Assignment: Give the data again in full, without pictures.

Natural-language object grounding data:
⁂

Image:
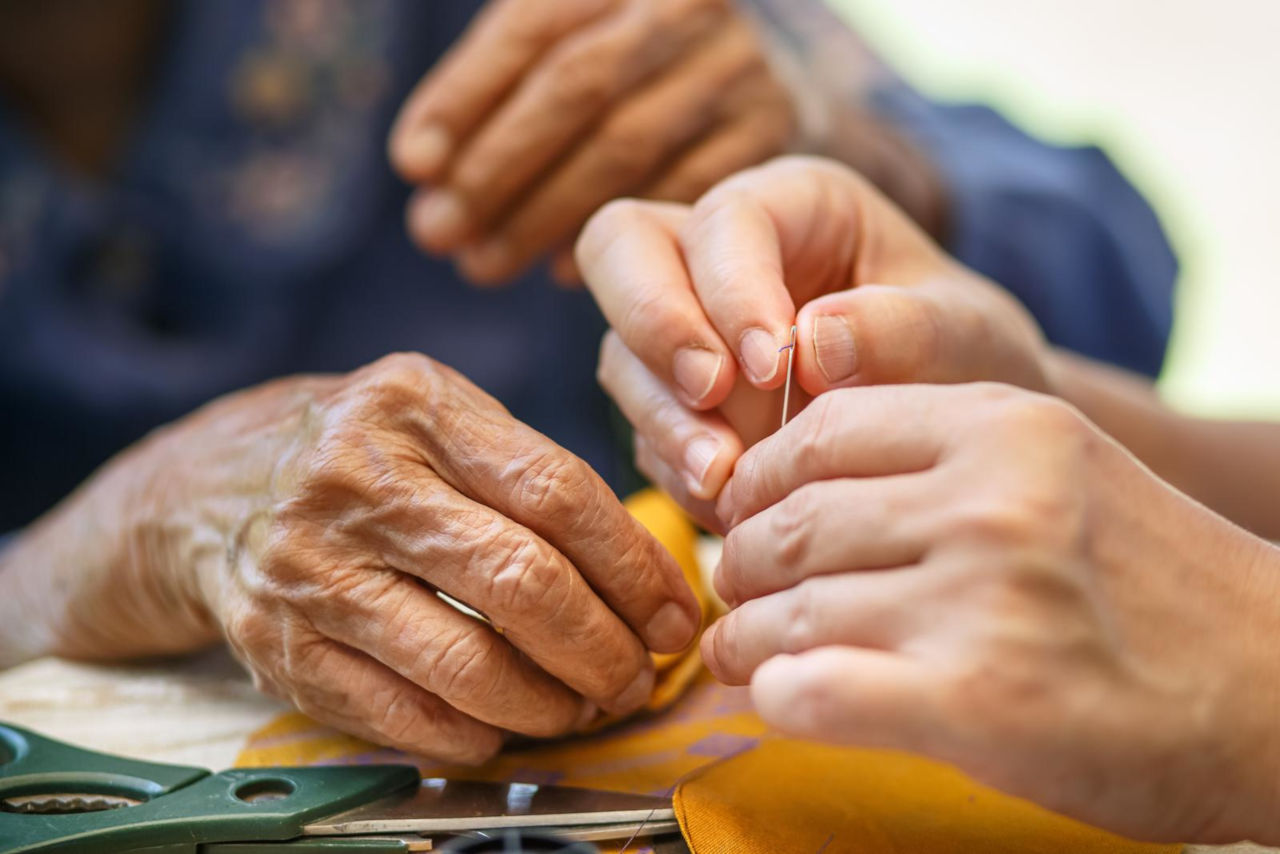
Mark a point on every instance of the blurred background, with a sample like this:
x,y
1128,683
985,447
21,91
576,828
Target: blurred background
x,y
1183,95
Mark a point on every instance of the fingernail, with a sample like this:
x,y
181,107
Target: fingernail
x,y
586,716
759,355
670,629
695,371
833,348
440,219
636,694
485,261
699,456
428,149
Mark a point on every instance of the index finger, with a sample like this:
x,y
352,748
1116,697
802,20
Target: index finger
x,y
508,466
631,264
848,433
485,64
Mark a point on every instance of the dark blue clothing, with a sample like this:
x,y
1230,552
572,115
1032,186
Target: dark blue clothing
x,y
255,231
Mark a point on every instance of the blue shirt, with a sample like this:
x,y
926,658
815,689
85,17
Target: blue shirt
x,y
254,229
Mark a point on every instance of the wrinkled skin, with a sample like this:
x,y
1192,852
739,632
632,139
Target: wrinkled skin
x,y
978,574
543,112
310,521
700,301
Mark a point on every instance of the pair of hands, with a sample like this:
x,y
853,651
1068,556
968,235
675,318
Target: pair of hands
x,y
922,560
544,112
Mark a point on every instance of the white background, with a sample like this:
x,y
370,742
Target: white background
x,y
1185,96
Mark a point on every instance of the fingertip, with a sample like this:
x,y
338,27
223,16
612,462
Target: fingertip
x,y
762,357
771,689
420,154
437,220
828,348
698,373
671,628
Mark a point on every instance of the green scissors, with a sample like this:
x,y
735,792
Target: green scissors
x,y
59,798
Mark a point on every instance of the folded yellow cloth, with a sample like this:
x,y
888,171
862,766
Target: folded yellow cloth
x,y
736,789
796,797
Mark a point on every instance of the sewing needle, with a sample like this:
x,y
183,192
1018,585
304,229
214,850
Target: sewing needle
x,y
786,389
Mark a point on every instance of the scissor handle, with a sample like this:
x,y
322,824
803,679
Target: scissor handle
x,y
178,807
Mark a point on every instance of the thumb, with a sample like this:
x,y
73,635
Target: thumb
x,y
869,336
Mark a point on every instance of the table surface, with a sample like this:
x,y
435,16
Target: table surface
x,y
195,711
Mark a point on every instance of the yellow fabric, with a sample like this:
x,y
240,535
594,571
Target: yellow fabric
x,y
795,797
736,789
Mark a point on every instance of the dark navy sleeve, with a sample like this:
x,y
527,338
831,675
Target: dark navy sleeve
x,y
1060,227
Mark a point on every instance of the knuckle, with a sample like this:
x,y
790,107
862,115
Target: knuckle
x,y
1042,416
997,523
822,420
625,151
791,530
580,81
645,315
398,716
547,482
528,583
730,580
617,218
801,619
464,670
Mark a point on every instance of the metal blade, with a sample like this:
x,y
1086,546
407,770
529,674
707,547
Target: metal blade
x,y
455,805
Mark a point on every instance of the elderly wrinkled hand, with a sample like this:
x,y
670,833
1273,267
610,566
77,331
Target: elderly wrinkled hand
x,y
543,112
978,574
700,301
312,523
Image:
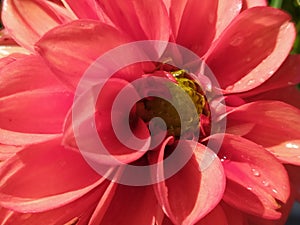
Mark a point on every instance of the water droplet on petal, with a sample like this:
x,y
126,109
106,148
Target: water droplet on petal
x,y
255,172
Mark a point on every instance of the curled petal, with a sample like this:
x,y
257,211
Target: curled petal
x,y
274,125
94,121
26,189
26,21
249,178
192,193
287,75
251,49
224,17
142,209
216,216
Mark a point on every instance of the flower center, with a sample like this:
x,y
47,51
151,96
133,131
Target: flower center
x,y
187,123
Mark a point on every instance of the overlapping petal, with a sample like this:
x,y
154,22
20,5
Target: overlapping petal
x,y
253,3
286,76
249,178
141,19
251,49
27,20
190,194
25,187
194,29
113,145
274,125
141,210
225,18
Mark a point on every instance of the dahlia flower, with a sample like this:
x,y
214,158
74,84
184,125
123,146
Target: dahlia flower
x,y
233,175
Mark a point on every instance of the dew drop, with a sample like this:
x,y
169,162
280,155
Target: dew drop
x,y
255,172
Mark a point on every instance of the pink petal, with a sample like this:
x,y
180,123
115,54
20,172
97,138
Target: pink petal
x,y
191,194
141,19
234,216
9,59
84,9
44,177
250,179
131,205
194,29
7,50
8,137
251,49
102,117
78,211
78,45
32,101
287,75
276,127
294,173
216,216
7,151
34,111
253,3
26,21
227,11
289,95
28,73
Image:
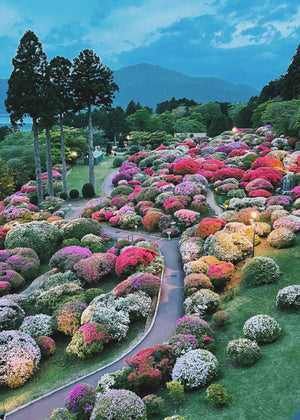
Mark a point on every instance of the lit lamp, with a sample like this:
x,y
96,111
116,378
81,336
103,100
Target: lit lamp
x,y
254,216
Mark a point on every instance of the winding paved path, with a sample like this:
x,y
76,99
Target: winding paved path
x,y
169,310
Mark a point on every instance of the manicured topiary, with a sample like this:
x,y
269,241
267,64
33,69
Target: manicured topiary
x,y
260,270
289,297
243,352
74,193
195,368
43,237
281,238
262,328
88,190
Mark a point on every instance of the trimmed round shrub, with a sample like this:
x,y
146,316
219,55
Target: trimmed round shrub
x,y
194,282
46,345
50,300
78,228
88,340
94,268
81,400
193,325
220,273
262,328
119,404
260,270
195,368
281,238
19,358
35,325
202,302
43,237
65,258
289,297
217,394
243,352
88,190
11,315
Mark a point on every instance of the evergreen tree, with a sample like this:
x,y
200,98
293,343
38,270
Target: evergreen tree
x,y
25,91
93,85
60,73
291,80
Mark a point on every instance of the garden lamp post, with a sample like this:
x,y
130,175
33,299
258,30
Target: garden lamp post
x,y
254,216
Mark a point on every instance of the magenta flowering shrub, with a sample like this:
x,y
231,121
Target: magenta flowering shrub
x,y
131,258
94,268
81,400
88,340
65,258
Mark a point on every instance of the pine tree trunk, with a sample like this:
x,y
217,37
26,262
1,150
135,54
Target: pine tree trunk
x,y
49,163
91,149
37,158
63,155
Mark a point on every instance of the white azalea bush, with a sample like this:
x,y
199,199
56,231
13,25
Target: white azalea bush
x,y
289,297
202,302
262,328
243,352
195,368
36,325
19,358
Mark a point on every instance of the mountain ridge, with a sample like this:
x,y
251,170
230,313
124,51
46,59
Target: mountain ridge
x,y
151,84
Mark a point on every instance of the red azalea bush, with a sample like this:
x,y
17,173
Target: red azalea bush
x,y
94,268
186,166
272,175
260,193
175,203
151,220
150,367
209,226
225,173
268,161
220,273
128,262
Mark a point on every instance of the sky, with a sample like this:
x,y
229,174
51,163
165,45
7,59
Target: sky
x,y
244,42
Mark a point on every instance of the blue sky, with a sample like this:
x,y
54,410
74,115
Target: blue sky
x,y
244,42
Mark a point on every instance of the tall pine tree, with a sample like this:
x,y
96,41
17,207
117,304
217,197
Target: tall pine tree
x,y
25,91
92,85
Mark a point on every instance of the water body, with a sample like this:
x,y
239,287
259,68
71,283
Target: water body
x,y
4,120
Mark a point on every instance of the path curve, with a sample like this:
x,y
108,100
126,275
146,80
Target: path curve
x,y
170,308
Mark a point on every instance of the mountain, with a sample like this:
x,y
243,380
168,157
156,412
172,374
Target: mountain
x,y
150,85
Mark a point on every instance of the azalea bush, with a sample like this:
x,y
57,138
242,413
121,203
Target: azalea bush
x,y
92,269
65,258
19,358
289,297
260,270
262,328
88,340
243,352
81,400
193,325
201,303
119,404
281,238
195,368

⁂

Exercise solution:
Image:
Mark a point on every instance of the blurred background, with a sample like this:
x,y
1128,683
985,447
21,91
576,828
Target: blurred background
x,y
1183,95
Mark a point on every instance of the fingernail, with a sample like this:
x,y
181,107
Target: fingernail
x,y
586,716
759,355
670,629
695,371
833,348
440,219
636,694
485,261
699,456
428,149
Mark a point on every instance of the index finger, with a sample like this:
x,y
352,748
1116,697
802,20
Target: index finger
x,y
508,466
631,264
848,433
485,64
Mark a point on every instance of the dark blue clothing, with a sample like this:
x,y
1230,552
572,115
1032,186
Target: dark blue clothing
x,y
255,231
Mark a point on every instance of the blue shirt, with a sample like this:
x,y
926,658
815,689
85,17
Target: blue shirt
x,y
254,229
Mark a point on every instance of the wrinkled skin, with a sample like this:
x,y
1192,852
739,632
632,139
Target: wrinkled skin
x,y
978,574
543,112
310,521
700,301
Mark a point on every instance of the pair of hands, with a sample like this:
x,y
853,651
1068,556
968,235
675,318
Target: pair of hands
x,y
922,560
544,112
Mark a point on every instance of the white background, with a sample like this:
x,y
370,742
Target: white background
x,y
1185,96
Mark a point on every instance of the fingertip, with a sample like this:
x,y
338,27
223,16
612,462
Target: fingertip
x,y
762,357
771,689
420,154
437,220
828,348
698,373
671,628
Mark a point on every instance of the green scissors, with a sample like this:
x,y
735,792
Target: green scissors
x,y
59,798
Mark a point on every instance of the folded yellow cloth, with a sample like this:
x,y
888,171
862,766
Target: folded yellow cloth
x,y
736,789
796,797
Mark a point on every instance of the sewing needle, with a sample like this:
x,y
183,192
1018,585
304,229
214,850
Target: sewing needle
x,y
786,389
Mark a point on every instance of the scissor handle, with a sample like this:
x,y
322,824
803,679
Target: scissor handle
x,y
178,807
Mark a point on every instance of the thumb, with a sample like this:
x,y
73,635
Target: thumb
x,y
869,336
Mark a point on every instance of the table surface, with a sample like this:
x,y
435,16
Target: table surface
x,y
195,711
Mark a point on every instance of the yellow fabric, with a sample like this:
x,y
240,535
594,571
Target: yellow fabric
x,y
795,797
736,789
Mark a point on every instance of the dark navy sleeve, with a sample like this:
x,y
527,338
831,675
Target: dark navy sleeve
x,y
1060,227
Mark a point on every instance of the knuckle, with a sample like this:
x,y
790,107
862,115
Target: knuckle
x,y
1042,416
997,523
822,420
625,151
791,530
580,81
645,315
398,716
547,482
528,583
730,580
617,218
801,619
464,670
Mark a point on every instance of the metal blade, with a sample like this:
x,y
1086,546
407,770
529,674
707,547
Target: metal blade
x,y
455,805
Mark a point on every instance of the elderly wrinkled hand, with a sample like this:
x,y
670,833
1273,267
610,566
77,331
Target: elderly wrinkled hand
x,y
543,112
978,574
700,301
312,523
Image:
Mark a point on every instance of the water droplet on petal, with a sample like this:
x,y
126,109
106,148
Target: water droplet on petal
x,y
255,172
Mark a point on every instance of the curled petal, with a sample like this:
x,y
257,211
Target: curled petal
x,y
274,125
94,121
26,189
26,21
249,178
192,193
287,75
251,49
224,17
142,209
216,216
Mark a point on every instance of the flower center, with a sample like this:
x,y
47,51
151,96
133,131
Target: flower center
x,y
187,123
Mark a point on every instance of the overlapping petal, with a sample like this:
x,y
154,22
20,5
Target: overlapping petal
x,y
253,3
286,76
249,178
141,19
251,49
27,20
190,194
25,187
194,29
113,145
274,125
141,210
225,18
Mark a point on every instance of the dahlia flower, with a sample like this:
x,y
214,158
74,84
184,125
123,146
Target: dahlia flower
x,y
233,175
Mark a point on every instance of the dew drop, with a sample like this:
x,y
169,162
280,155
Target: dew drop
x,y
255,172
Mark a point on every instance of the pink petal, with a sample like this:
x,y
180,123
115,54
20,172
97,138
Target: pink petal
x,y
191,194
141,19
234,216
9,59
84,9
44,177
250,179
131,205
194,29
7,50
8,137
251,49
102,117
78,211
78,45
32,101
287,75
276,127
294,173
216,216
7,151
34,111
253,3
26,21
227,11
289,95
28,73
Image:
Mark a point on every instance of the lit lamp, with a sample like this:
x,y
96,111
116,378
81,336
103,100
Target: lit lamp
x,y
254,216
Mark a point on every instance of the winding paved path, with a sample like this:
x,y
76,99
Target: winding paved path
x,y
169,310
Mark a point on every instance of the manicured topiary, with a sample like this:
x,y
269,241
267,64
33,69
Target: manicured topiary
x,y
260,270
289,297
243,352
74,193
195,368
43,237
281,238
262,328
88,190
Mark a point on every instance of the trimmed round shrub, with a sample like this:
x,y
146,316
219,55
Target: trimmed round shrub
x,y
194,282
46,345
50,300
78,228
88,340
94,268
81,400
193,325
220,273
262,328
119,404
260,270
195,368
281,238
19,358
35,325
202,302
43,237
65,258
289,297
217,394
243,352
88,190
11,315
Mark a point on every instance of the evergreen tree, with a sample like this:
x,y
200,98
293,343
38,270
Target: evergreen tree
x,y
25,91
93,85
60,73
291,80
Mark a point on every instance of the garden lamp post, with a sample like this:
x,y
130,175
33,299
258,30
Target: garden lamp post
x,y
254,216
Mark a point on every instance of the magenta flowering shrub, with a sample like this:
x,y
231,121
Target: magenta flowering shrub
x,y
131,258
94,268
81,400
88,340
65,258
Mark a point on every instance of the pine tree trunk, with a sample like this:
x,y
217,37
26,262
1,150
135,54
Target: pine tree trunk
x,y
49,163
91,149
37,158
63,155
Mark a point on every instance of the white azalea bush, with a sample like this:
x,y
199,199
56,231
13,25
Target: white azalea bush
x,y
289,297
202,302
262,328
243,352
195,368
36,325
19,358
Mark a point on every instance of the mountain ridge, with a sample like this:
x,y
251,170
230,313
124,51
46,59
Target: mountain ridge
x,y
151,84
Mark a point on every instance of the red azalea bush, with a sample like this:
x,y
17,173
Target: red azalea bush
x,y
94,268
186,166
272,175
260,193
175,203
151,220
150,367
209,226
225,173
268,161
220,273
128,262
Mark a point on every instance of the sky, with a sample like this:
x,y
229,174
51,163
165,45
7,59
Target: sky
x,y
244,42
Mark a point on every instance of the blue sky, with a sample like this:
x,y
54,410
74,115
Target: blue sky
x,y
244,42
Mark a point on every instance of the tall pine tree, with a sample like this:
x,y
96,41
17,207
117,304
217,197
Target: tall pine tree
x,y
25,91
92,85
Mark a point on every instance of the water body, with a sample like this:
x,y
239,287
259,68
71,283
Target: water body
x,y
4,120
Mark a point on every instance of the path curve, with a sample like this:
x,y
108,100
126,275
146,80
Target: path curve
x,y
170,308
Mark a point on every instance of the mountain, with a sample like this:
x,y
243,380
168,157
156,412
172,374
Target: mountain
x,y
150,85
Mark a point on every instance of the azalea bush, with a sample like this:
x,y
57,138
242,413
121,203
Target: azalea bush
x,y
92,269
65,258
19,358
289,297
260,270
262,328
88,340
243,352
81,400
193,325
201,303
119,404
281,238
195,368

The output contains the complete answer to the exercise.